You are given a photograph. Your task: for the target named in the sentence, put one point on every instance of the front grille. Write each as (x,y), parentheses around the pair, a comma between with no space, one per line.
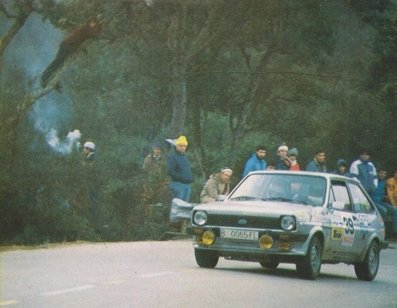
(244,221)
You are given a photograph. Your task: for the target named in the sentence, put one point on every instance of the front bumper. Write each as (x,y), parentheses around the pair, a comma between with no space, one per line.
(284,244)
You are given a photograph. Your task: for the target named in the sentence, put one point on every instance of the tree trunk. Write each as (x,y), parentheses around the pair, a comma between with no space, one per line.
(179,97)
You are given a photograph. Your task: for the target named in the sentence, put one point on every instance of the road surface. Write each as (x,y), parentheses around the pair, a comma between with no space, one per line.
(164,274)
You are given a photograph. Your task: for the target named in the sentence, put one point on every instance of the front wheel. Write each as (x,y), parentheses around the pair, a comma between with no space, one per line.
(368,269)
(309,267)
(205,258)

• _Requirements_
Reproduce the listing from the line containing "the front wheel." through the end of the listing, swapping "front wheel" for "rear wheel" and leaving everything else unchanged.

• _The output_
You are given a photograph. Your task: for the target named in the sentence, put one point on every instance of the rear wheel. Write each as (x,y), parentheses around the pair, a comma between with no space, one per line.
(368,269)
(309,267)
(205,258)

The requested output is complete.